» WHAT YOU ARE ASKED TO DO
From the records below, pull out each line that contains the word "foot" and copy it unchanged.
──────── RECORDS FOR THIS EXERCISE
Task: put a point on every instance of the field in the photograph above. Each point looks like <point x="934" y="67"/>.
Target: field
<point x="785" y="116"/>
────────────────
──────── RECORDS FOR THIS EXERCISE
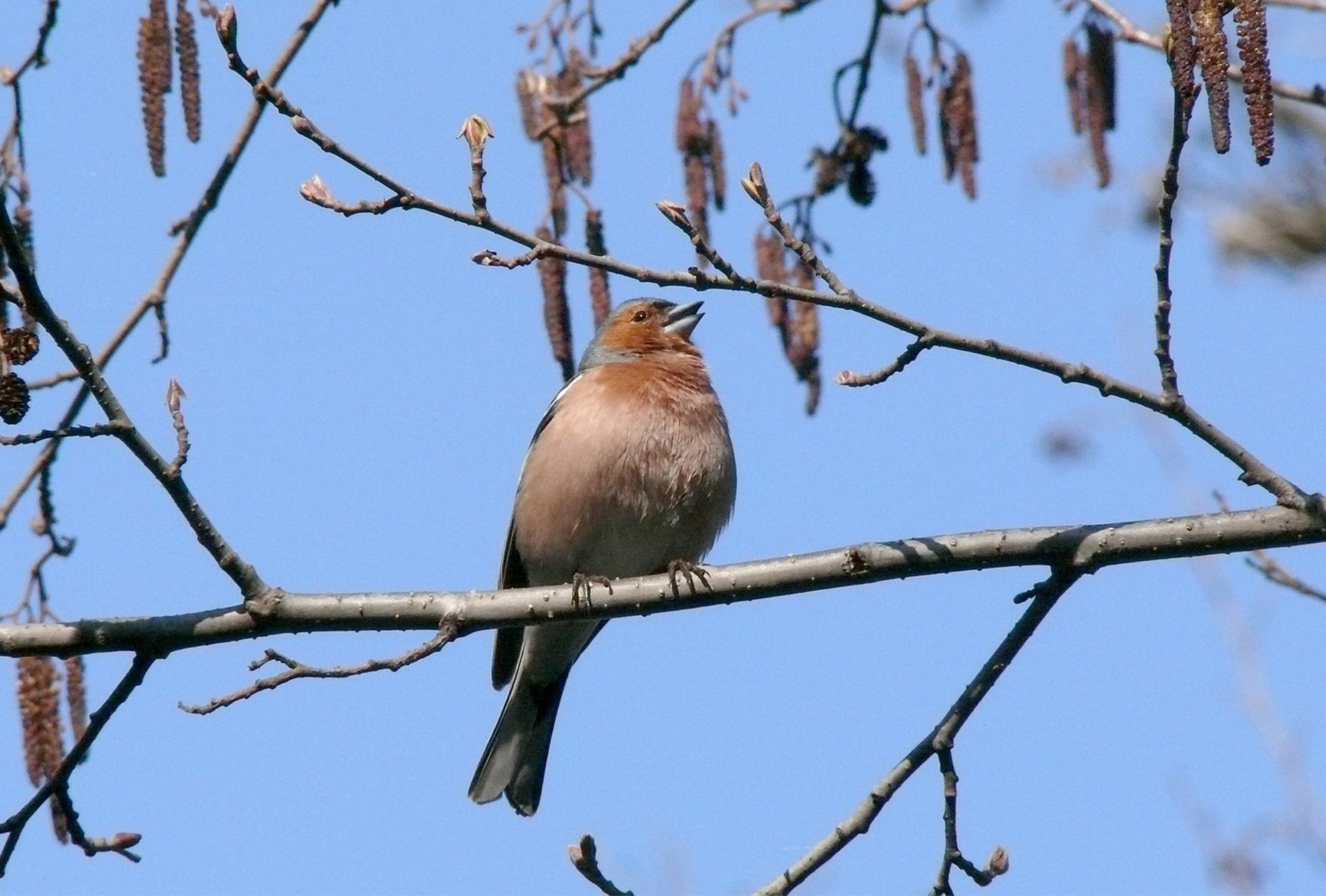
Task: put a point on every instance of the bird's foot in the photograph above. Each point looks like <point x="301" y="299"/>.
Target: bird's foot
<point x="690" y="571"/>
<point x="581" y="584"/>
────────────────
──────── RECORDS FOR THIS EXERCISE
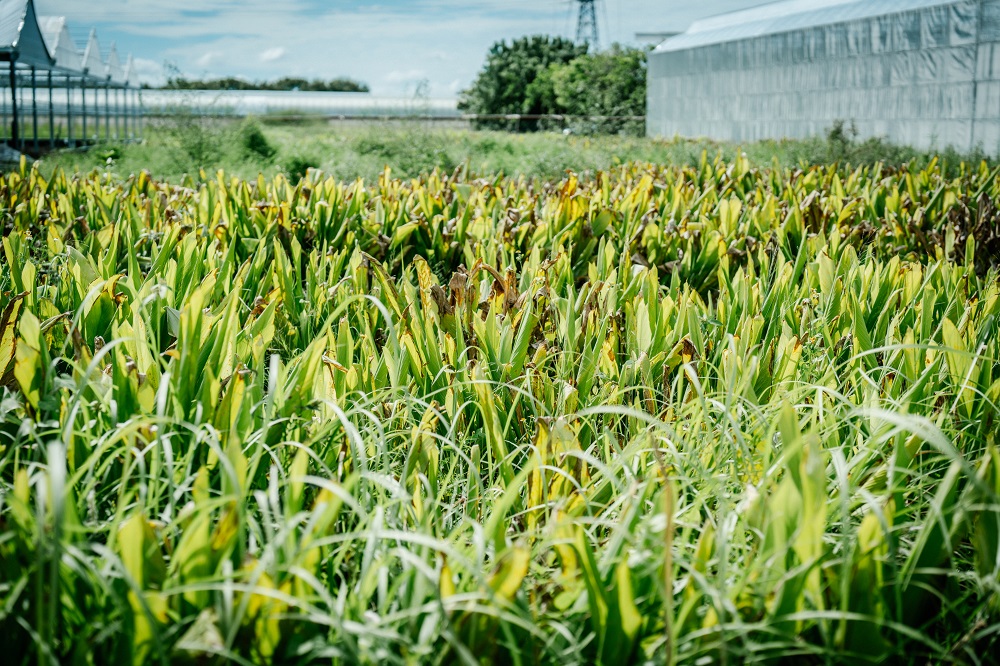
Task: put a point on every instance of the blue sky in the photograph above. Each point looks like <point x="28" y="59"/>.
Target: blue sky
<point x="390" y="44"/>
────────────────
» ANSWER TO THE PROBLEM
Task: put a point on every instance of the bird's foot in the photograph above. Each point looks like <point x="301" y="299"/>.
Target: bird's foot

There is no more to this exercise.